======== Data shown
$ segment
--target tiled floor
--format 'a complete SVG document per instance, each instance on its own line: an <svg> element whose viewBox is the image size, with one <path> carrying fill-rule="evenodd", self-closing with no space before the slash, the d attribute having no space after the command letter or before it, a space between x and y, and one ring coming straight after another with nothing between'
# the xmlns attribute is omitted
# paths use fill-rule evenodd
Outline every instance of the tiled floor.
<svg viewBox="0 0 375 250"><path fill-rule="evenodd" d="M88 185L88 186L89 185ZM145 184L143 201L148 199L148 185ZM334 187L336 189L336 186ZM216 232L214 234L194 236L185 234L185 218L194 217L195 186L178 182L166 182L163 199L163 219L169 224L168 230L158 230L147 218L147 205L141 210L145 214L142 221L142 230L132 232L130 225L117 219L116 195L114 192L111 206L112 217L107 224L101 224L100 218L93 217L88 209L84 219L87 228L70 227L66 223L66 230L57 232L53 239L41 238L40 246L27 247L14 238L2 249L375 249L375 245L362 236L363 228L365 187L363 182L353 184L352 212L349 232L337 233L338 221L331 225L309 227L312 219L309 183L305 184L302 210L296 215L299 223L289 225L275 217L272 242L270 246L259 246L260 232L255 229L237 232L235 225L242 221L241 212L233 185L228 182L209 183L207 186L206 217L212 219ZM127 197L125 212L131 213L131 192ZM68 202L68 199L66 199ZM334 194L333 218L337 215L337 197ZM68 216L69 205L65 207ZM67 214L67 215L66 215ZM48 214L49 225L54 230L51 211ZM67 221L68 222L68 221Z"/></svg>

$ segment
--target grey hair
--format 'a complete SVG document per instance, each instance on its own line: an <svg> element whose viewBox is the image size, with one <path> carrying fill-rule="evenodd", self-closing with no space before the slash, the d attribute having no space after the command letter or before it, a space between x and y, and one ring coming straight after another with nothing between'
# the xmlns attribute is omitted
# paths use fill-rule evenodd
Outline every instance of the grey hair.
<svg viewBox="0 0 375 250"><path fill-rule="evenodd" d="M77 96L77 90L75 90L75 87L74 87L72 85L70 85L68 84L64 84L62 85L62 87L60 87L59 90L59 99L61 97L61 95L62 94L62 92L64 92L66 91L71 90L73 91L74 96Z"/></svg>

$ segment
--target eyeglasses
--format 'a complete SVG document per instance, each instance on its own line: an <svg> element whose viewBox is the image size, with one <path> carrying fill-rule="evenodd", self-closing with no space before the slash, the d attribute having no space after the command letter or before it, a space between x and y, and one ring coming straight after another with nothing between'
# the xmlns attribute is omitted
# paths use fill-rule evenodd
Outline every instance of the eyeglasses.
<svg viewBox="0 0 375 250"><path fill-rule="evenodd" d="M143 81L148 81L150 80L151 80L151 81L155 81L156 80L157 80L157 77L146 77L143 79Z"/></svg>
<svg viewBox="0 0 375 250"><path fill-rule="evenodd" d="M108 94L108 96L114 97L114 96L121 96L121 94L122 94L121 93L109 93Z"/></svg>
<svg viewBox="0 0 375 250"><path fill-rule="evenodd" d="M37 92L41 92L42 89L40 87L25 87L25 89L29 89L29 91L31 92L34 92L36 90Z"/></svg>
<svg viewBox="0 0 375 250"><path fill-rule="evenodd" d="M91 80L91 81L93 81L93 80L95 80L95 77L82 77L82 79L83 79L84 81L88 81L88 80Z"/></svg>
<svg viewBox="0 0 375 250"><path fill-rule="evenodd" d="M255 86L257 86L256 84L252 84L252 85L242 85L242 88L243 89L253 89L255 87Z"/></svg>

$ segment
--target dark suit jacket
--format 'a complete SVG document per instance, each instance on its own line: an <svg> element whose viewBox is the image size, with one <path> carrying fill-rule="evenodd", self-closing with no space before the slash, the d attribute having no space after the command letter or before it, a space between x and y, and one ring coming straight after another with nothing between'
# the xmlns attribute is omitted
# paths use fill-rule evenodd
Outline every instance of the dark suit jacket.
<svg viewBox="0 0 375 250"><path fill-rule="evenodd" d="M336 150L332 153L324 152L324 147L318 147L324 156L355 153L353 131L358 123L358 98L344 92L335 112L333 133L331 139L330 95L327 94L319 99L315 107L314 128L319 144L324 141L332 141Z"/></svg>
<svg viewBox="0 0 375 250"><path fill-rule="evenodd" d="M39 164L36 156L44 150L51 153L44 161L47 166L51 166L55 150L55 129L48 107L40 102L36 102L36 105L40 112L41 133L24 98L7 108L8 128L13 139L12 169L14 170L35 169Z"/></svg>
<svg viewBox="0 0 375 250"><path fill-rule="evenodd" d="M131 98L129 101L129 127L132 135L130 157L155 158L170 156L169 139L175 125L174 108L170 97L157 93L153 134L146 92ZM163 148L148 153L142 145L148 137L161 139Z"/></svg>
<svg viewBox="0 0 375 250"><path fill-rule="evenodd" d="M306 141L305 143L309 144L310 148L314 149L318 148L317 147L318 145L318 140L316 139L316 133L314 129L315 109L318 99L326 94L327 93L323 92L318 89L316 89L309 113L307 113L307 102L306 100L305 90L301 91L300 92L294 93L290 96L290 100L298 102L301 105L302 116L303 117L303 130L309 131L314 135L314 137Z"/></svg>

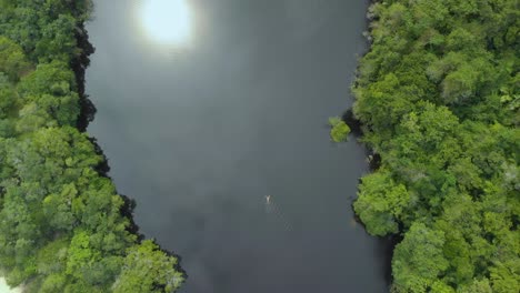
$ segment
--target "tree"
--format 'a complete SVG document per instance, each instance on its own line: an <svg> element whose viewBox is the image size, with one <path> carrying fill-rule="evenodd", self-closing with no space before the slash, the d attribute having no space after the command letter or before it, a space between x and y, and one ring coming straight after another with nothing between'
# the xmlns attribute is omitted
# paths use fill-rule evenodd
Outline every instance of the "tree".
<svg viewBox="0 0 520 293"><path fill-rule="evenodd" d="M411 225L396 246L392 260L394 283L406 292L427 292L448 269L442 254L444 234L420 222Z"/></svg>
<svg viewBox="0 0 520 293"><path fill-rule="evenodd" d="M347 141L350 133L350 128L342 121L339 117L329 118L329 125L332 128L330 130L330 138L334 142Z"/></svg>
<svg viewBox="0 0 520 293"><path fill-rule="evenodd" d="M147 240L129 249L114 293L174 292L183 281L177 259Z"/></svg>

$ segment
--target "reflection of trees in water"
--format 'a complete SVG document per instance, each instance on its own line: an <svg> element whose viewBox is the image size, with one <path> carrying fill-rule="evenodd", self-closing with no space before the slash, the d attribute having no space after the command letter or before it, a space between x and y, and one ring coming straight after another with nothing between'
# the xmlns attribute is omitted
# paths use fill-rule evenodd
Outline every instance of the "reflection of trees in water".
<svg viewBox="0 0 520 293"><path fill-rule="evenodd" d="M269 200L269 202L266 202L266 214L272 215L272 218L276 218L278 222L277 224L282 226L283 230L292 231L291 223L283 215L280 208L273 202L272 198Z"/></svg>

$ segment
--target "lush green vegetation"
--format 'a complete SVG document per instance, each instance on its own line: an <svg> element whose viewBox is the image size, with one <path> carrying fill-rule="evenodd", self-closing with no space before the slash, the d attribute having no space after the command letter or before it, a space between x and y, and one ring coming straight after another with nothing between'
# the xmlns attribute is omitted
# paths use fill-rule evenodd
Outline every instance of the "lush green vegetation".
<svg viewBox="0 0 520 293"><path fill-rule="evenodd" d="M354 210L399 233L393 292L520 292L517 0L383 0L353 87L381 156Z"/></svg>
<svg viewBox="0 0 520 293"><path fill-rule="evenodd" d="M172 292L178 259L141 241L131 203L78 131L89 0L0 0L0 272L26 292Z"/></svg>
<svg viewBox="0 0 520 293"><path fill-rule="evenodd" d="M350 133L350 128L344 123L343 120L339 117L329 118L330 138L333 142L343 142L347 141Z"/></svg>

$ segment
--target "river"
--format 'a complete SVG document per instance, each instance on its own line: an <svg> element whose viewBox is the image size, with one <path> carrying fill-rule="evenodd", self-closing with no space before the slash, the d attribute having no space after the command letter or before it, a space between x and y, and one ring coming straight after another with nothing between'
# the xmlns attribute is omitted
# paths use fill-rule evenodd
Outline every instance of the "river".
<svg viewBox="0 0 520 293"><path fill-rule="evenodd" d="M141 232L182 256L181 292L388 292L350 206L364 149L327 128L352 103L368 2L187 0L172 46L143 33L142 1L94 1L88 131Z"/></svg>

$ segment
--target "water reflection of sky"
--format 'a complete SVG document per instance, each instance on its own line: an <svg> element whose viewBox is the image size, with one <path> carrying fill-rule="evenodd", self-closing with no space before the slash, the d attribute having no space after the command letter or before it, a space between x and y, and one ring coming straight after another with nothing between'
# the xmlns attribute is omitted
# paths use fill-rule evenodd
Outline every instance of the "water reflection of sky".
<svg viewBox="0 0 520 293"><path fill-rule="evenodd" d="M136 18L147 38L158 46L184 46L193 31L189 0L141 0Z"/></svg>
<svg viewBox="0 0 520 293"><path fill-rule="evenodd" d="M136 33L142 1L94 1L89 132L142 232L182 256L181 292L384 292L350 224L363 150L324 127L351 103L367 3L186 0L189 46L164 46Z"/></svg>

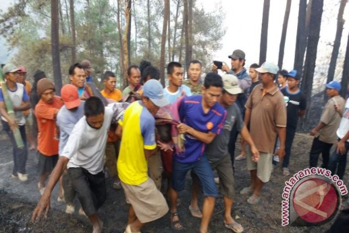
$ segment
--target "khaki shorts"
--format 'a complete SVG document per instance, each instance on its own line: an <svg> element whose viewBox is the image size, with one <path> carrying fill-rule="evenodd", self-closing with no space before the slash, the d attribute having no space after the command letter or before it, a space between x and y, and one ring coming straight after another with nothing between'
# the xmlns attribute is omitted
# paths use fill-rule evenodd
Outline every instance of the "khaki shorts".
<svg viewBox="0 0 349 233"><path fill-rule="evenodd" d="M257 162L252 161L252 152L250 146L246 147L246 161L249 170L257 170L257 176L263 183L270 180L273 168L273 154L259 152L259 160Z"/></svg>
<svg viewBox="0 0 349 233"><path fill-rule="evenodd" d="M125 192L126 202L132 205L141 223L156 220L168 212L165 198L151 179L148 178L139 185L127 184L121 181L121 185Z"/></svg>

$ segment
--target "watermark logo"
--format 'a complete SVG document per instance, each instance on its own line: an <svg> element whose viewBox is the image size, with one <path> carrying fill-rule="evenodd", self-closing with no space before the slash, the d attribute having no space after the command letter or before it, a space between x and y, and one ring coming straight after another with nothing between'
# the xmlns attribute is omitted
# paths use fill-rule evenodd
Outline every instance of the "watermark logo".
<svg viewBox="0 0 349 233"><path fill-rule="evenodd" d="M318 225L330 221L338 210L347 187L337 175L321 168L306 168L295 174L282 193L282 225Z"/></svg>

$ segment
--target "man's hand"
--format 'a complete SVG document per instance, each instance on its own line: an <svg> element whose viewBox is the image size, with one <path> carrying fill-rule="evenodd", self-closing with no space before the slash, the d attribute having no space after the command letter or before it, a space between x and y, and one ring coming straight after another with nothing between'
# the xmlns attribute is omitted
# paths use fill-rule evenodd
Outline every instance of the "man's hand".
<svg viewBox="0 0 349 233"><path fill-rule="evenodd" d="M347 152L346 150L345 143L340 141L337 144L337 153L340 153L341 154L345 154Z"/></svg>
<svg viewBox="0 0 349 233"><path fill-rule="evenodd" d="M283 157L285 156L285 147L280 147L279 149L277 150L277 151L275 153L275 154L277 154L279 155L279 159L280 159L280 161L281 161L283 159Z"/></svg>
<svg viewBox="0 0 349 233"><path fill-rule="evenodd" d="M259 160L259 152L255 146L251 147L251 152L252 152L252 161L257 162Z"/></svg>
<svg viewBox="0 0 349 233"><path fill-rule="evenodd" d="M16 128L19 128L19 126L18 126L18 124L17 124L15 120L11 119L7 122L7 123L8 124L11 130L13 131L14 131Z"/></svg>
<svg viewBox="0 0 349 233"><path fill-rule="evenodd" d="M315 136L315 134L318 133L318 131L315 128L313 129L310 131L310 134L312 136Z"/></svg>
<svg viewBox="0 0 349 233"><path fill-rule="evenodd" d="M157 145L160 147L160 149L164 151L167 151L169 150L171 151L173 151L171 147L171 144L170 143L165 143L161 142L160 141L157 141L156 143L157 143Z"/></svg>
<svg viewBox="0 0 349 233"><path fill-rule="evenodd" d="M191 128L184 123L181 123L177 125L177 129L179 133L185 133L190 130Z"/></svg>
<svg viewBox="0 0 349 233"><path fill-rule="evenodd" d="M229 68L229 67L228 66L228 65L227 64L227 63L225 62L223 62L223 65L222 66L222 70L228 73L230 71L230 69Z"/></svg>
<svg viewBox="0 0 349 233"><path fill-rule="evenodd" d="M47 214L50 210L50 196L48 190L45 190L46 191L44 191L43 196L39 201L39 203L37 205L36 207L34 210L33 215L31 217L31 222L34 223L35 220L37 219L38 221L40 219L40 216L42 214L43 212L45 211L45 218L47 218Z"/></svg>
<svg viewBox="0 0 349 233"><path fill-rule="evenodd" d="M218 69L218 67L217 67L217 66L216 66L214 64L212 66L212 72L215 73L217 72L217 70Z"/></svg>

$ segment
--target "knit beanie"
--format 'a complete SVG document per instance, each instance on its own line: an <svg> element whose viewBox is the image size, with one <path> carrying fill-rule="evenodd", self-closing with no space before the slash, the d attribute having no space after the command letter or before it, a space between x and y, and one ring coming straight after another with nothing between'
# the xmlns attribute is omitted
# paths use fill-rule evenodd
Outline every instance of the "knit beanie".
<svg viewBox="0 0 349 233"><path fill-rule="evenodd" d="M40 79L38 82L36 91L38 93L38 96L39 98L41 98L41 95L45 90L48 89L52 89L53 90L55 90L54 85L51 80L47 78L45 78Z"/></svg>

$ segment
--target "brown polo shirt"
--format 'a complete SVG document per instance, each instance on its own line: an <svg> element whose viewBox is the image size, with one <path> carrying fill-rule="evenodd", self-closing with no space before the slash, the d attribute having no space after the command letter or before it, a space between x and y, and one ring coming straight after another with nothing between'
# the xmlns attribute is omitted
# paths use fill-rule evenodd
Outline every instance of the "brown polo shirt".
<svg viewBox="0 0 349 233"><path fill-rule="evenodd" d="M245 107L251 110L250 133L259 151L272 153L276 126L285 127L286 108L283 95L276 86L264 94L262 84L253 89Z"/></svg>

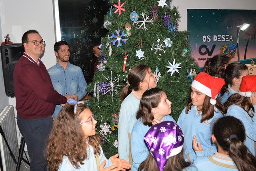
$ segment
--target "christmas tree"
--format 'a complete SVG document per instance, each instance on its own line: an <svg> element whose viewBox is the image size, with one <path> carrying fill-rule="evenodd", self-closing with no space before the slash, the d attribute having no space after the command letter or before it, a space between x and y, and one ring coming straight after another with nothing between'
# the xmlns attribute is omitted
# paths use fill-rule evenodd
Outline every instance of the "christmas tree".
<svg viewBox="0 0 256 171"><path fill-rule="evenodd" d="M193 78L190 72L198 71L198 66L190 56L188 32L178 30L177 8L166 1L110 0L112 5L104 23L109 33L102 38L98 70L88 86L94 92L89 106L108 157L118 153L120 94L133 66L144 64L156 70L157 86L172 102L175 119L187 104Z"/></svg>

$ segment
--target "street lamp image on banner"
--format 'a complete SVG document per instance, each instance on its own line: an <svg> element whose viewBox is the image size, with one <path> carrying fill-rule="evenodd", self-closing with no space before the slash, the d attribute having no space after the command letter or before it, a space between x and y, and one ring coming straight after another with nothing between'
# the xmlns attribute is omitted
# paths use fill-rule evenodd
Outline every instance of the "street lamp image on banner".
<svg viewBox="0 0 256 171"><path fill-rule="evenodd" d="M250 26L250 24L244 23L242 25L236 26L237 28L237 53L238 54L238 62L240 62L240 53L239 53L239 33L240 31L244 31Z"/></svg>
================
What you are asked to do
Reproduce the lines of the entries without any change, from the very first line through the line containing "185L88 186L89 185ZM145", with both ends included.

Answer to this problem
$ segment
--target tiled floor
--format 'a complete SVG document per instance, each instance on its own line: an <svg> element whose viewBox is the image size, with one <path> carrying fill-rule="evenodd", self-closing with no space before the slash, the d attribute having no space after the command letter or before it, a space between x and y, and one ring coming straight after another with nothing between'
# the xmlns attribute is omitted
# paths use fill-rule evenodd
Outline every instance of the tiled floor.
<svg viewBox="0 0 375 250"><path fill-rule="evenodd" d="M88 185L88 186L89 185ZM145 184L143 201L148 199L148 185ZM334 187L336 189L336 186ZM216 232L214 234L194 236L185 234L185 218L194 217L195 186L178 182L166 182L163 199L163 219L169 224L168 230L158 230L147 218L147 205L141 210L145 214L142 221L142 230L132 232L130 225L117 219L116 195L114 192L111 206L112 217L107 224L101 224L100 218L93 217L88 209L84 219L87 228L70 227L66 223L66 230L57 232L53 239L41 238L40 246L27 247L14 238L2 249L375 249L375 245L362 236L363 228L365 187L363 182L353 184L352 212L349 232L337 233L338 221L331 225L309 227L312 219L309 183L305 184L302 210L296 215L299 223L289 225L275 217L272 242L270 246L259 246L260 232L255 229L237 232L235 225L242 221L241 212L233 185L228 182L209 183L207 186L206 217L212 219ZM127 197L125 212L131 213L131 192ZM68 202L68 199L66 199ZM334 194L333 218L337 215L337 197ZM68 216L69 205L65 207ZM67 214L67 215L66 215ZM48 214L49 225L54 230L51 211ZM67 221L68 222L68 221Z"/></svg>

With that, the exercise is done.